PROVIDED PASSAGE:
------------------------------
My first thought is tell her she should do her assignment on macro-evolution and show how it teaches Romans 1!


----------



## Jerusalem Blade (Oct 6, 2012)

P.S. Eoghan, you might also point her to ancient pagan religions that had their own myths about a Great Flood – and these did teach a truth – but the Bible is not mythical, for it is history . . . yet "the natural man receiveth not the things of the Spirit of God: for they are foolishness unto him: neither can he know them, because they are spiritually discerned" (1 Cor 2:14).


----------



## Miss Marple (Oct 6, 2012)

MarieP, I LIKE the way you think. That would be one for the archives.


----------



## JennyG (Oct 6, 2012)

Marie, that's a great idea about using evolution as an example! It really is THE myth _par excellence_.. 



Jerusalem Blade said:


> ancient pagan religions that had their own myths about a Great Flood



can those accurately be called "myths" do you think, -even though they got a lot of the details wrong?


----------



## a mere housewife (Oct 6, 2012)
------------------------------
DATA LINES:
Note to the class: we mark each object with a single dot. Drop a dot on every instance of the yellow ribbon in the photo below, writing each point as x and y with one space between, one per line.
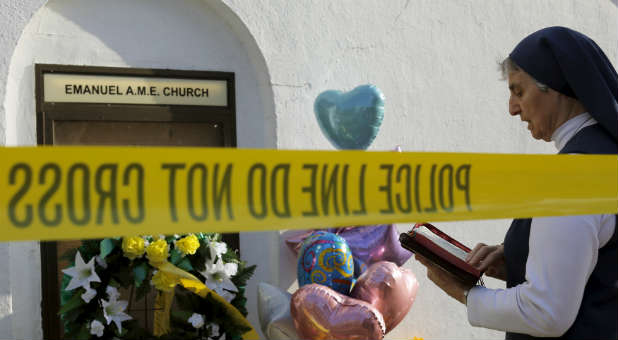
163 305
196 286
------------------------------
PROBLEMS TO WORK ON:
1: In the forum thread, which Bible verse does Jerusalem Blade quote?
2: Repeat the forum thread from "MarieP, I LIKE" up to and including "myth _par excellence_..".
3: Pick up the forum thread where it stops and keep writing.

TASK RESPONSES:
1: 1 Corinthians 2:14

2:
MarieP, I LIKE the way you think. That would be one for the archives.


----------



## JennyG (Oct 6, 2012)

Marie, that's a great idea about using evolution as an example! It really is THE myth _par excellence_..

3:
I think you could contrast almost any myth with Scripture and glean at least sub-Christian, as well as many pre-Christian (if one can put it so) truths. I know this is not adapted for children by any means, but here are some thoughts I had written down after reading the Gilgamesh myth for the first time (as told by Herbert Mason). Myth is for me one of the most constructive vehicles for understanding the incredible hope held out to us in the literal truth of Scripture.

~

Gilgamesh is a story of ‘revolt against death’ -- of a half human, half divine hero seeking eternal life and the recovery of something lost, and losing the plant of life to a serpent. Yet he gains, from another half divine figure, the wisdom to adjust to this fugitive existence snatched only briefly out of loss. He seeks out the wisest man on earth and learns from him what is in essence the wisdom of Ecclesiastes -- the wisdom of how to live ‘under the sun’. In every way, this story just falls short of Christ -- falls back from its climactic height into the abyss of death. Its last note is a low one of reconciliation to our human plight without a hero who can safely keep the plant of life.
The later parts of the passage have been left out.